PROBLEM DETAILS> Pull out every line of the material below that contains the string "hand". Case counts, so only exact matches qualify.

(begin)

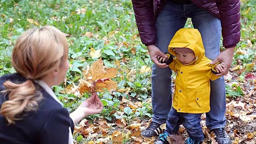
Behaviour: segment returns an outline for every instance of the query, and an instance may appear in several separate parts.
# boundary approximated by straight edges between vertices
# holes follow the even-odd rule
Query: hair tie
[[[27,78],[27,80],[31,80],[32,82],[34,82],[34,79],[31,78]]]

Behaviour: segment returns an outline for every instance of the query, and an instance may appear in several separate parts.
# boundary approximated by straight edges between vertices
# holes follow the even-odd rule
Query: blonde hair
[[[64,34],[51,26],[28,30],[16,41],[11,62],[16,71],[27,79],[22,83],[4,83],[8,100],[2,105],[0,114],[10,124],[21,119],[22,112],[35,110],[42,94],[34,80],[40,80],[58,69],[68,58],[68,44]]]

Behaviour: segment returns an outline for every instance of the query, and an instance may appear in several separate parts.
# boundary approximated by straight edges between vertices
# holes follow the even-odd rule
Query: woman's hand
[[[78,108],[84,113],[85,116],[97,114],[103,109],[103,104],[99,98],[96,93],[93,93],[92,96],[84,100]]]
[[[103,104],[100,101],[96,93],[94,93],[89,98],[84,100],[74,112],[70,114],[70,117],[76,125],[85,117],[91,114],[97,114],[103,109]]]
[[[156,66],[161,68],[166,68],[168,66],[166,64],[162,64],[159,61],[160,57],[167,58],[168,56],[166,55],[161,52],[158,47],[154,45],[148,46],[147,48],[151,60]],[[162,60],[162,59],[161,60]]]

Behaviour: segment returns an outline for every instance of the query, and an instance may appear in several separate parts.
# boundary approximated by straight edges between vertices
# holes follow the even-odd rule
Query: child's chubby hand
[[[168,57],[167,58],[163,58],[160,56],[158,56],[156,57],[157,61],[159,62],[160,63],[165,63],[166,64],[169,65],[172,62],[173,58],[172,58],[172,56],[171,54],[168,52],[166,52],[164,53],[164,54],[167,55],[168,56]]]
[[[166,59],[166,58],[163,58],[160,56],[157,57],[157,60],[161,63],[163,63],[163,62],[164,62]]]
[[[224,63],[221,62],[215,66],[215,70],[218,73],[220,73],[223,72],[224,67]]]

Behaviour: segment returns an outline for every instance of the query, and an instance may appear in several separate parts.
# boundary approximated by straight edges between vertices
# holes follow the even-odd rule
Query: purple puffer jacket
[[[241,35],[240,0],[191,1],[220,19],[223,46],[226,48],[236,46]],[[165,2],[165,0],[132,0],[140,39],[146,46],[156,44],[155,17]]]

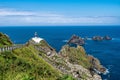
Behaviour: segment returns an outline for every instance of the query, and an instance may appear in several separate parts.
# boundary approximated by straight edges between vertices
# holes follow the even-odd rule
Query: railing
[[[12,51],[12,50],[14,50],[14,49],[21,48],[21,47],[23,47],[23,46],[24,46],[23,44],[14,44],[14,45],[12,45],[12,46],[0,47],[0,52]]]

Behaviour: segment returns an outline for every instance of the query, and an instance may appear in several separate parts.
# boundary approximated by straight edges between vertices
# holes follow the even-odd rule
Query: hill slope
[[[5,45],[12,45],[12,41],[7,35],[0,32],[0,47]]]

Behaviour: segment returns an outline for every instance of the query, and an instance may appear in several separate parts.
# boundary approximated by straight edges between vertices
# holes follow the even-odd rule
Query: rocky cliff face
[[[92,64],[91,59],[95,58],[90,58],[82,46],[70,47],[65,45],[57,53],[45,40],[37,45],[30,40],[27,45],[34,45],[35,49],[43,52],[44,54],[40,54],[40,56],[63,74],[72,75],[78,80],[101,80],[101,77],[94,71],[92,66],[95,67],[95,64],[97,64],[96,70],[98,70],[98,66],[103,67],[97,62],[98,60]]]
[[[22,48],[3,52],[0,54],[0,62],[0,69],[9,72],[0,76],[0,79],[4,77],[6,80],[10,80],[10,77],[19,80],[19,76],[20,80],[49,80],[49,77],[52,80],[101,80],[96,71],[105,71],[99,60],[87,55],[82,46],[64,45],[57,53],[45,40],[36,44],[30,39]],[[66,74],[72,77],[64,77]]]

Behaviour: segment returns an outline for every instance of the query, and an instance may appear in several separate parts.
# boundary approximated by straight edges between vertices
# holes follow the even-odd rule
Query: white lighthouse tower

(end)
(begin)

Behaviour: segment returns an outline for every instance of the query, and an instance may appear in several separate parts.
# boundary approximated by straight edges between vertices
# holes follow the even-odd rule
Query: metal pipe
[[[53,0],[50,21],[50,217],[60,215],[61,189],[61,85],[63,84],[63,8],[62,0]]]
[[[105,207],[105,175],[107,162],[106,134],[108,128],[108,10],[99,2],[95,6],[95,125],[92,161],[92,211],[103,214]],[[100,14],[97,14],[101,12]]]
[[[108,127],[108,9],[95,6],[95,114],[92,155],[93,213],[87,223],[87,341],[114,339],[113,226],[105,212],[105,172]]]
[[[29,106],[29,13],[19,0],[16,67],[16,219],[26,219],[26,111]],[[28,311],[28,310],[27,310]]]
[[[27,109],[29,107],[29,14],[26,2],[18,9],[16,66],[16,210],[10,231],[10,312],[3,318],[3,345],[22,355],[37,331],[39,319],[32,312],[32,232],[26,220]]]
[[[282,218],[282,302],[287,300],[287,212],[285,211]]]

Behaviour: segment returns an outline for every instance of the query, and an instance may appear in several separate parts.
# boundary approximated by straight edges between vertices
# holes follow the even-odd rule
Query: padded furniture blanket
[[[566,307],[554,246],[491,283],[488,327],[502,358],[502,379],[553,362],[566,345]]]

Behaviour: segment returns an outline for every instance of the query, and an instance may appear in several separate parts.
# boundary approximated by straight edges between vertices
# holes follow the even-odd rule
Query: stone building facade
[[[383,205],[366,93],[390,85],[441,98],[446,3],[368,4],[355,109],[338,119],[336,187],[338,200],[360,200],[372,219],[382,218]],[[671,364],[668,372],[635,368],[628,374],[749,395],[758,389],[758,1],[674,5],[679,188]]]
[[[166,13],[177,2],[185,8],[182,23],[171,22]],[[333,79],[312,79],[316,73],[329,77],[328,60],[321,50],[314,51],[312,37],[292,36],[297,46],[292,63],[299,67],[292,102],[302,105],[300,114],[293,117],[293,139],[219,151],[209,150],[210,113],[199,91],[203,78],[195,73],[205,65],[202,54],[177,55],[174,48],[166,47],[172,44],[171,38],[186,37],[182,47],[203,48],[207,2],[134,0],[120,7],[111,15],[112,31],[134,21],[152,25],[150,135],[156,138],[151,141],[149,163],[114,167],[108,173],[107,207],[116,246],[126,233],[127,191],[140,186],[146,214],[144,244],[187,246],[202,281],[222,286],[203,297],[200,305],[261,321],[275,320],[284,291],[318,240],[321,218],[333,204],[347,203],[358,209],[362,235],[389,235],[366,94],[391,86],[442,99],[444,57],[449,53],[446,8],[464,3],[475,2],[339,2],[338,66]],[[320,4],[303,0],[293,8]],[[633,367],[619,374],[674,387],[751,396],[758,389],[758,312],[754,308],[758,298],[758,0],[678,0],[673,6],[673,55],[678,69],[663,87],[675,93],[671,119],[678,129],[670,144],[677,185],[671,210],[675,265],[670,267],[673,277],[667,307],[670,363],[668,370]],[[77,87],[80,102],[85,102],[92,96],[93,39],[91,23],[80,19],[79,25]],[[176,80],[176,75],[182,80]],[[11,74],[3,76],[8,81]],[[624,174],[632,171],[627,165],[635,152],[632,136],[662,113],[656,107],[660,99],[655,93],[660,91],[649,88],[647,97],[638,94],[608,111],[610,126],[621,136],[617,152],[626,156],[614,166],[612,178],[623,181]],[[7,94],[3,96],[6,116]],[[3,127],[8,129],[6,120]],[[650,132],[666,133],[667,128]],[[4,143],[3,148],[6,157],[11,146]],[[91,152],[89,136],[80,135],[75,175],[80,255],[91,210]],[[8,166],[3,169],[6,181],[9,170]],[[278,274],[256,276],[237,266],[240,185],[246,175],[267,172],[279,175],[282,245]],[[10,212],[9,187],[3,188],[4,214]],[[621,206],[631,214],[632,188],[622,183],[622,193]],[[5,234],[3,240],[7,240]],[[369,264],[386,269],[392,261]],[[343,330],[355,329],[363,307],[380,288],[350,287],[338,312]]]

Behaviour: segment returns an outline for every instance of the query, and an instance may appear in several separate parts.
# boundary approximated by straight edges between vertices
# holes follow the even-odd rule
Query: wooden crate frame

(end)

EXERCISE RESPONSE>
Query: woman's hand
Query: child's chubby hand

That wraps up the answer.